- DIRECTIONS
Give back exactly the lines of the material below, starting with the line with "Target: white backdrop surface" and going on through the line with "Exercise. Mark every instance of the ribbed".

§

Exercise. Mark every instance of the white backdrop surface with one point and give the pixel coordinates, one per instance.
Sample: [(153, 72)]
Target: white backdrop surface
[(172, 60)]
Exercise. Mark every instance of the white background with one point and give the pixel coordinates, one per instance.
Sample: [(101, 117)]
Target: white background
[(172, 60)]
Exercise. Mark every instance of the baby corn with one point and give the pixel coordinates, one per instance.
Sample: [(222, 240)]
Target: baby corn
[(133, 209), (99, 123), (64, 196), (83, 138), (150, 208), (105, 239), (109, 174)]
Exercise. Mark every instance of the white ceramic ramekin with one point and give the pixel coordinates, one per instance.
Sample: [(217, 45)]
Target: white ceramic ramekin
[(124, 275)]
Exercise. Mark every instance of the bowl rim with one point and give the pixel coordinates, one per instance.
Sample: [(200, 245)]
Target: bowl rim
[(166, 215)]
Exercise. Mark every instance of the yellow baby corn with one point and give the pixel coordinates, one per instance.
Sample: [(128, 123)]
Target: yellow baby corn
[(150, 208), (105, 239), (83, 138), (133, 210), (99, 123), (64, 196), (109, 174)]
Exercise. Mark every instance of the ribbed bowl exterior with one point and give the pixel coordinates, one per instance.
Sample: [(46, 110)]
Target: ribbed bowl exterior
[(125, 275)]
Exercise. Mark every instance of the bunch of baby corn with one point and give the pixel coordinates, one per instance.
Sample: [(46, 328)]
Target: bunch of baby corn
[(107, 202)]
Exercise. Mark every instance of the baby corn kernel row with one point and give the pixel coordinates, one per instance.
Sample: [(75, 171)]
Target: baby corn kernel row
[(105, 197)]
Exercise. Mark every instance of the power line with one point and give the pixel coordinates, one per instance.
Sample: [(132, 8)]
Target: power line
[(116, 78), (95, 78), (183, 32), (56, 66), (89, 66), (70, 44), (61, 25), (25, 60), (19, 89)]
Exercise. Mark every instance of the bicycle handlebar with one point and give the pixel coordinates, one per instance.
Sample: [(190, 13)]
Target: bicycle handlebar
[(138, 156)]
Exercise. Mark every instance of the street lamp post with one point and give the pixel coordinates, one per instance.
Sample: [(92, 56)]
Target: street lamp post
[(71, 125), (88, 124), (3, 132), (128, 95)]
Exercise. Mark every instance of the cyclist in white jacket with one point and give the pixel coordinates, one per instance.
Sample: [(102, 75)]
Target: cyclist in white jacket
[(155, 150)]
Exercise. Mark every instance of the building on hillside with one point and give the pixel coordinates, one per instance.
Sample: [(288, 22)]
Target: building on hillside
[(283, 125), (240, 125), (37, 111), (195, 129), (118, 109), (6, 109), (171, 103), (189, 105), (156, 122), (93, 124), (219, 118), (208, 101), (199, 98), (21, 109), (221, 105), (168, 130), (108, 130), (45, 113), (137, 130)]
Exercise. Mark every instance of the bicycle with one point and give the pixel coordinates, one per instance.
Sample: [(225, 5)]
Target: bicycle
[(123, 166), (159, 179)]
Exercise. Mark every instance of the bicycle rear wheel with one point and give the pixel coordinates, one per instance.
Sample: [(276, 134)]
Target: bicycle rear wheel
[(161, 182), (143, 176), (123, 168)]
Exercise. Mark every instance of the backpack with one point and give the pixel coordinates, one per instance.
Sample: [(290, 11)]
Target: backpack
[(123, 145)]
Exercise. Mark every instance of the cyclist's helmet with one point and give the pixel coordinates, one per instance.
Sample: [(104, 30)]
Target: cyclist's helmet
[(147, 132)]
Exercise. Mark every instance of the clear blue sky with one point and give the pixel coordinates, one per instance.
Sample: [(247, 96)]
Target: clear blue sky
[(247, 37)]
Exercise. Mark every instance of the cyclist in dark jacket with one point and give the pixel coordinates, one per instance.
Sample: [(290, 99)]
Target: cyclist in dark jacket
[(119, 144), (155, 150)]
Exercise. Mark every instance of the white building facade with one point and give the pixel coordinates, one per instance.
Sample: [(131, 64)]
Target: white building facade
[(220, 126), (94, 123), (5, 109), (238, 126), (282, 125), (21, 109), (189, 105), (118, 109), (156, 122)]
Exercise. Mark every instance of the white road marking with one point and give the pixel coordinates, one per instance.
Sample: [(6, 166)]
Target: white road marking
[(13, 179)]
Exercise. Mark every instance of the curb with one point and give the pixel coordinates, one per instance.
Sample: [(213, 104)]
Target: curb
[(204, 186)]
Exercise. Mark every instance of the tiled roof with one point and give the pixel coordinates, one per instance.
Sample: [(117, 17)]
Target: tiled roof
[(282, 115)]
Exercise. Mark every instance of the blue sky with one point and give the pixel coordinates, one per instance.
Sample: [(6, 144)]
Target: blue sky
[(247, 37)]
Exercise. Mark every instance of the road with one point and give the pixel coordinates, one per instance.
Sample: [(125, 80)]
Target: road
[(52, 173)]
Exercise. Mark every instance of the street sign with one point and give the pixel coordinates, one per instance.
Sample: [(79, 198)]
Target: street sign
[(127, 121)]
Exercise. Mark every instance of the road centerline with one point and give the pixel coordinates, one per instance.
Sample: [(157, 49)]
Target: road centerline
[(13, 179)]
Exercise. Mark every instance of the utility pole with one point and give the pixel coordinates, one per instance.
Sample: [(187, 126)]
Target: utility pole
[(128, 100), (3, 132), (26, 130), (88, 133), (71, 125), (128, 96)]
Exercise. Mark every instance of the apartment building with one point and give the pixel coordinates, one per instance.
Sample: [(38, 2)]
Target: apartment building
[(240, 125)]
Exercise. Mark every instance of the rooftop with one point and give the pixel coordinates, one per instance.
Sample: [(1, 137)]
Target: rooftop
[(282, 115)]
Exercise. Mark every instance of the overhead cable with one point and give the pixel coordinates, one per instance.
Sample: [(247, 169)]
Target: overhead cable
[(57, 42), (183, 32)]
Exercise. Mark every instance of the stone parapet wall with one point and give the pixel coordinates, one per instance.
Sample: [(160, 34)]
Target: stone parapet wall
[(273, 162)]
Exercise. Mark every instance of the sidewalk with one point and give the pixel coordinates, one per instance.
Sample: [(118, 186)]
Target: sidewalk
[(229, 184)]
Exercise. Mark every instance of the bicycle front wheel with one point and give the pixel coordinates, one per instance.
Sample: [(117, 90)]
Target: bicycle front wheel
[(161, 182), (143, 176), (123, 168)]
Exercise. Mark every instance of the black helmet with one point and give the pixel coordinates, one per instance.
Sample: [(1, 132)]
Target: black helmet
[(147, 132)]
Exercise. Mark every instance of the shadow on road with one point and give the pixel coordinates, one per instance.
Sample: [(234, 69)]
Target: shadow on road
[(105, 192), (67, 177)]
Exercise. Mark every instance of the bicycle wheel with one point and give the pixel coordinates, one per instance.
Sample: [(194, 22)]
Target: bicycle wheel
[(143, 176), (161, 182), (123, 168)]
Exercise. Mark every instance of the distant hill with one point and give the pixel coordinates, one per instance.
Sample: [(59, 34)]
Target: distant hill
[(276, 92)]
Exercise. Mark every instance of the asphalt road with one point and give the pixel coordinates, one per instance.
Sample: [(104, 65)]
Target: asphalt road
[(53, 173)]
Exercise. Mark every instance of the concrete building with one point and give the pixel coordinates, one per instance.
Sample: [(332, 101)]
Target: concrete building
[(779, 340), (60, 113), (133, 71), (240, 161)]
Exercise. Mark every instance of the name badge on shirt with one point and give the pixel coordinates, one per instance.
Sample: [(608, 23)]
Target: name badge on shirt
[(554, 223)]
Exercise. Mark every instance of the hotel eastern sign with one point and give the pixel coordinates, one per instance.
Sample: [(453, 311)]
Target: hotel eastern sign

§

- RESULT
Target: white backdrop surface
[(172, 60)]
Exercise. Mark every instance of the white background with one point and give the pixel coordinates, one per instance.
Sample: [(101, 117)]
Target: white background
[(172, 60)]
Exercise. Mark every instance of the baby corn with one point and give the pixel coordinates, one per instance.
Sample: [(222, 240)]
Target: baby corn
[(133, 209), (99, 123), (64, 196), (83, 138), (150, 208), (105, 239), (109, 174)]
Exercise. Mark every instance of the white ceramic ramekin with one point and give the pixel coordinates, one per instance.
Sample: [(217, 45)]
Target: white ceramic ramekin
[(124, 275)]
Exercise. Mark every instance of the bowl rim with one point and give the pixel coordinates, one per instance.
Sample: [(200, 245)]
Target: bowl rim
[(166, 215)]
Exercise. Mark every instance of the yellow baby corn with one point and give the pixel coordinates, one per instance.
Sample: [(128, 123)]
Target: yellow baby corn
[(150, 208), (105, 239), (83, 138), (133, 210), (99, 123), (64, 196), (109, 174)]
Exercise. Mark every instance of the ribbed bowl exterior with one point and give the pixel coordinates, one per instance.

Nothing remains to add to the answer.